Surabaya (ANTARA) - Bunga Tabebuya (Chrysotricha) yang tampak menyerupai bunga Sakura asal Jepang bermekaran di sepanjang jalan protokol Kota Surabaya, Jawa Timur, menjelang dan pasca-Lebaran Idul Fitri 1442 Hijriyah.
Pelaksana Tugas (Plt) Kepala Dinas Kebersihan dan Ruang Terbuka Hijau (DKRTH) Surabaya Anna Fajriatin di Surabaya, Sabtu, mengatakan, Bunga Tabebuya itu biasanya mekar pada saat cuaca panas, sehingga mulai sebelum lebaran hingga saat ini, bunga tersebut sudah mulai bermekaran.
"Kalau terkena angin, bunga itu akan rontok dan yang lain akan mekar lagi. Uniknya, yang mekar kali ini rata-rata Bunga Tabebuya yang berwarna kuning, padahal spesiesnya ada putih dan pink juga," kata Anna.
Menurutnya, Bunga Tabebuya yang saat ini juga menjadi salah satu ikon Surabaya itu sudah menyebar di berbagai titik di seluruh Kota Surabaya, terutama di pinggir jalan protokol. Bahkan, yang mekar saat ini rata-rata yang ada di jalan-jalan protokol, sehingga menambah cantik jalanan Surabaya di saat momen lebaran kali ini.
"Hampir semua jalanan Surabaya sudah ditanami Bunga Tabebuya, karena setiap rayon di DKRTH melakukan penanaman Tabebuya. Jadi jumlahnya sudah sangat banyak se-Surabaya," ujarnya.
Anna menjelaskan, Pemerintah Kota Surabaya sudah menanam Tabebuya di pinggir-pinggir jalan itu sudah sejak beberapa tahun lalu. Tiap tahun jumlahnya terus diperbanyak.
Pada tahun 2020, total Tabebuya yang keluar atau yang ditanam lebih dari seribu batang. Kemudian tahun 2021 hingga bulan ini, jumlah Tabebuya yang keluar atau yang ditanam sudah lebih dari 500 batang.

## Daftar Tugas
A. Menurut teks tentang Bunga Tabebuya di Surabaya, berapa batang Tabebuya yang ditanam pada tahun 2020?
B. Lanjutkan teks tentang Bunga Tabebuya di Surabaya mulai dari kalimat terakhirnya.

## Data Hasil Ekstraksi
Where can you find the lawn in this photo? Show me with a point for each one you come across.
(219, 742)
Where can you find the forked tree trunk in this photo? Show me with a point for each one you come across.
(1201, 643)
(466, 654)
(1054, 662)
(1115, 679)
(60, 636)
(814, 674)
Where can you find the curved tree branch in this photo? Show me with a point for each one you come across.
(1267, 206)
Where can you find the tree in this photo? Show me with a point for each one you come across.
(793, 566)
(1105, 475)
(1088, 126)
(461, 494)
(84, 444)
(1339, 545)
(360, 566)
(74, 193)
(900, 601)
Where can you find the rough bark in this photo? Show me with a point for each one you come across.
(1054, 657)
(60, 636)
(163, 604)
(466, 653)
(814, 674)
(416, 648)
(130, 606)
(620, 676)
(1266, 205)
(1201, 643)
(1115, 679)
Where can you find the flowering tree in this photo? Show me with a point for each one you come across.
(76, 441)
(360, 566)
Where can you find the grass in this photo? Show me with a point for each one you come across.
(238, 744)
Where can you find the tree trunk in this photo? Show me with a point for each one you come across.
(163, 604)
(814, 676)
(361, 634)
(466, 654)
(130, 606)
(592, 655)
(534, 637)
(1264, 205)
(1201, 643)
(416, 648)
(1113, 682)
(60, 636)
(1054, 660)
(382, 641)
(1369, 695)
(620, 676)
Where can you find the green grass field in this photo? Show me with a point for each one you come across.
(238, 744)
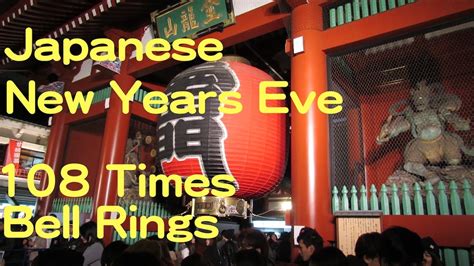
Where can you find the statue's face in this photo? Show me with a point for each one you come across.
(420, 96)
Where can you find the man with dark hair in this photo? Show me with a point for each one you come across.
(56, 257)
(229, 248)
(249, 257)
(112, 252)
(309, 243)
(401, 246)
(328, 256)
(368, 247)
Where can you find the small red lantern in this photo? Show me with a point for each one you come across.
(250, 145)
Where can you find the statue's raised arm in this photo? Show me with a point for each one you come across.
(395, 124)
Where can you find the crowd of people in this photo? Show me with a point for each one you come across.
(248, 247)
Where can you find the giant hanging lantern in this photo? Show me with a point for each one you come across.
(250, 145)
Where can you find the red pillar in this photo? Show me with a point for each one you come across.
(53, 158)
(113, 147)
(311, 194)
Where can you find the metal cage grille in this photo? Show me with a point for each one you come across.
(372, 80)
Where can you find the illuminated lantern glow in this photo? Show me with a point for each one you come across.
(250, 145)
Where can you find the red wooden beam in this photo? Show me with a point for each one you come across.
(96, 110)
(255, 23)
(394, 22)
(446, 230)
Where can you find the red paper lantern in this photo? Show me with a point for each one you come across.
(251, 146)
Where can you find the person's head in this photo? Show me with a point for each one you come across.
(56, 257)
(431, 252)
(328, 256)
(368, 248)
(228, 234)
(112, 252)
(88, 233)
(272, 237)
(194, 260)
(401, 246)
(249, 257)
(253, 239)
(309, 242)
(152, 247)
(136, 258)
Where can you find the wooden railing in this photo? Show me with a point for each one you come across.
(85, 204)
(443, 199)
(352, 10)
(404, 201)
(144, 208)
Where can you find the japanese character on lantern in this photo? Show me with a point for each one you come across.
(171, 28)
(186, 136)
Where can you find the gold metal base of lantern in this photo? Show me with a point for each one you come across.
(220, 207)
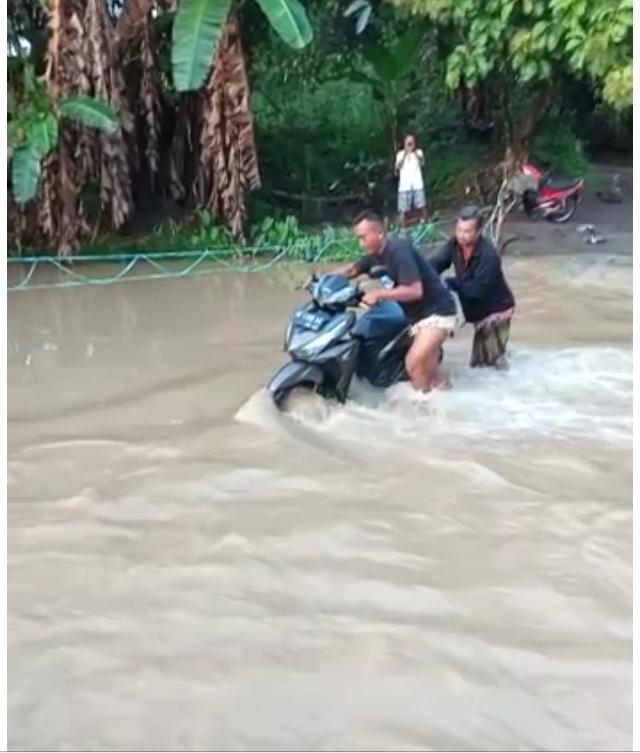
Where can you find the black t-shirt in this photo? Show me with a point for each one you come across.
(405, 266)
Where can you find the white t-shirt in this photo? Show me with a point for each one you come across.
(410, 172)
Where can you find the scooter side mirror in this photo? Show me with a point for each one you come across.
(377, 271)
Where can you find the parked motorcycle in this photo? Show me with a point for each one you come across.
(555, 199)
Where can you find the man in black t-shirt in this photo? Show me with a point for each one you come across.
(479, 282)
(426, 300)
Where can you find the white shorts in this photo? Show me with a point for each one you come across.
(450, 324)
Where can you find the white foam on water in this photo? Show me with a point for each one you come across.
(578, 392)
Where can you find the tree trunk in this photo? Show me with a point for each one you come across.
(228, 159)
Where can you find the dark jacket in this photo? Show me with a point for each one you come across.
(480, 283)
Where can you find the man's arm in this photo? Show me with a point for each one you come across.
(477, 287)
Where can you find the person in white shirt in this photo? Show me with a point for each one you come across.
(409, 162)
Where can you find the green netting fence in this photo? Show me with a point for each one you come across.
(26, 272)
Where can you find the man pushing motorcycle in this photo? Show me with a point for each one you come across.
(428, 304)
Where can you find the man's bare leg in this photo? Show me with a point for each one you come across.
(423, 358)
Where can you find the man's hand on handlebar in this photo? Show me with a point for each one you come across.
(371, 297)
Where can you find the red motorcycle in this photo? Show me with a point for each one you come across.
(542, 196)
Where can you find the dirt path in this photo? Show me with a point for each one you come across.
(614, 222)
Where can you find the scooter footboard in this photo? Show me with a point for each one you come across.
(293, 374)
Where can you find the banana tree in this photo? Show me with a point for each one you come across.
(199, 25)
(207, 56)
(33, 129)
(388, 70)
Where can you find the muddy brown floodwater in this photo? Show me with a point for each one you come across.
(190, 570)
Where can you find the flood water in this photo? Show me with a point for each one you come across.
(189, 569)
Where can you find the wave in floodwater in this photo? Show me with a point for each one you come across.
(581, 392)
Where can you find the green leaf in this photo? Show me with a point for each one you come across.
(90, 112)
(25, 174)
(355, 6)
(528, 72)
(289, 19)
(363, 20)
(196, 30)
(15, 133)
(42, 134)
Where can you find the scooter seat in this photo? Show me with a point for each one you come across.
(561, 184)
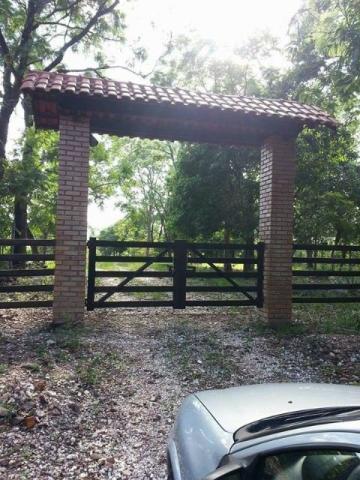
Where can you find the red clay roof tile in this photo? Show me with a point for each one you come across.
(79, 85)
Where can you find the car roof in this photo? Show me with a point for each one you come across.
(235, 407)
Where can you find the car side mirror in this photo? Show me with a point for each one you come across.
(230, 471)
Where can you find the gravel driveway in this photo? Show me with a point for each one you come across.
(98, 402)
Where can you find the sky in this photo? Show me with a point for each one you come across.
(227, 22)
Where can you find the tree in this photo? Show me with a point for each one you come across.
(38, 34)
(142, 168)
(215, 191)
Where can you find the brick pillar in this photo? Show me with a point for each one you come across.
(276, 226)
(71, 220)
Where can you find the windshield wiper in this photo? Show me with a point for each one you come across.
(297, 419)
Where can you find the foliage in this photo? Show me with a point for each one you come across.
(327, 196)
(215, 189)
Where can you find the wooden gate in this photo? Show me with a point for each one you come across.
(173, 274)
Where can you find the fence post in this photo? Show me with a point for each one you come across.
(91, 273)
(260, 274)
(180, 264)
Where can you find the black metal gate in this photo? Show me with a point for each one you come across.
(179, 272)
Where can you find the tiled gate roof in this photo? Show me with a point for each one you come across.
(60, 84)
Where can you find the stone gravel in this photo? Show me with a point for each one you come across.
(99, 402)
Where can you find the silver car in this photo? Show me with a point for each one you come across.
(268, 432)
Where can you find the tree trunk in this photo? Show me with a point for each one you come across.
(20, 227)
(249, 253)
(5, 114)
(20, 199)
(11, 95)
(227, 253)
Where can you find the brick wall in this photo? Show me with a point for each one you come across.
(276, 226)
(71, 221)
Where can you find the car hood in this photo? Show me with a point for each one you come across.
(235, 407)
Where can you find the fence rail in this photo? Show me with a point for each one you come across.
(25, 267)
(331, 271)
(179, 263)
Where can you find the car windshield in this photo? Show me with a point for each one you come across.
(299, 419)
(310, 465)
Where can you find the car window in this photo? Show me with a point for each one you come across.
(310, 465)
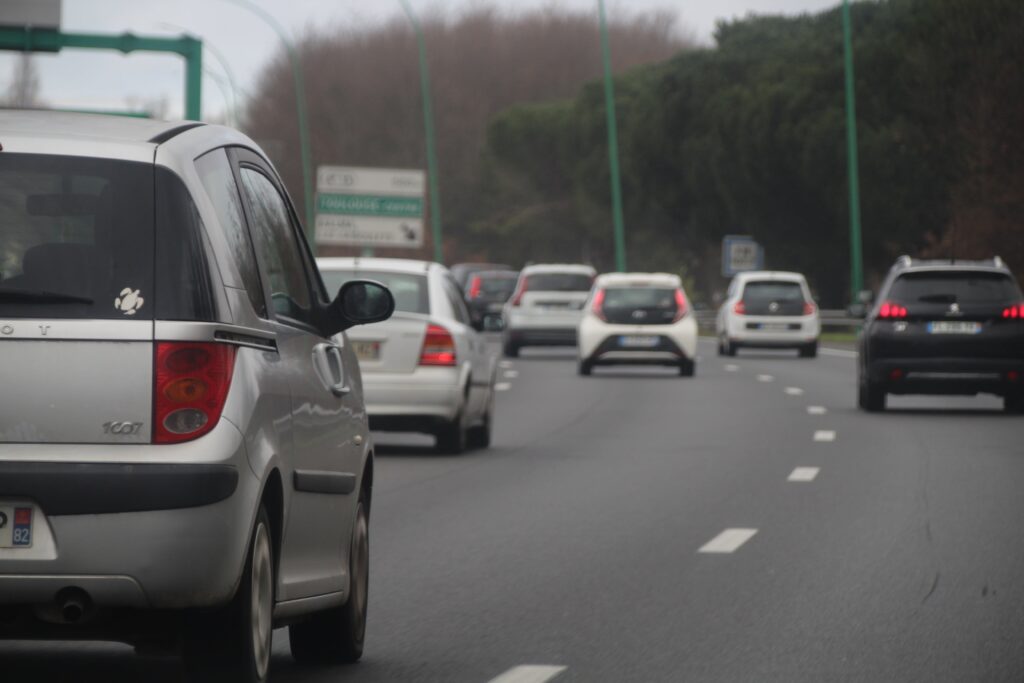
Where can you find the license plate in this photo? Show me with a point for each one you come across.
(953, 328)
(636, 341)
(15, 526)
(367, 350)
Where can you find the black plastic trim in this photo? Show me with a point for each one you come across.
(92, 488)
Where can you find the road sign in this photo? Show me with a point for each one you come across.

## Hasil Tiap Tugas
A. Lebih dari seribu batang.

B.
"Kalau untuk spesiesnya memang ada tiga, yaitu kuning, pink dan putih," katanya.
Ia mengatakan bahwa Pemkot Surabaya memilih tanaman Tabebuya yang banyak ditanam di pinggir jalan karena dari segi kualitas bunganya memang menarik, dan pohonnya cepat tumbuh besar. Di sisi lain, tanaman tersebut tetap tumbuh dengan baik di iklim apapun.
"Untuk perawatan, tidak ada kesulitan. Empat bulan sekali kita kasih pupuk," katanya.
Untuk kegiatan perawatan, Anna mengaku hanya melakukan penyiraman dan memberikan pupuk secara reguler. Pupuk yang digunakan adalah pupuk organik yang dihasilkan dari proses pengomposan sampah.
"Dari kegiatan perantingan pohon, kita manfaatkan untuk kompos. Untuk tanaman-tanaman yang ada di taman, kita sudah kurangi penggunaan pupuk kimia, beralih ke organik," ujarnya.
Saat ini, Tabebuya di Surabaya sudah semakin banyak, sehingga Anna berharap kepada warga untuk bersama-sama menjaga tanaman tersebut. Bahkan, ia juga meminta apabila ada oknum yang usil misalnya menancapkan paku di tanaman tersebut, diminta untuk langsung melaporkan kepada jajaran DKRTH, supaya paku yang ditancapkan itu segera dicabut.
"Sebab, bagaimana pun juga, mereka ini adalah makhluk hidup yang harus kita jaga bersama," katanya.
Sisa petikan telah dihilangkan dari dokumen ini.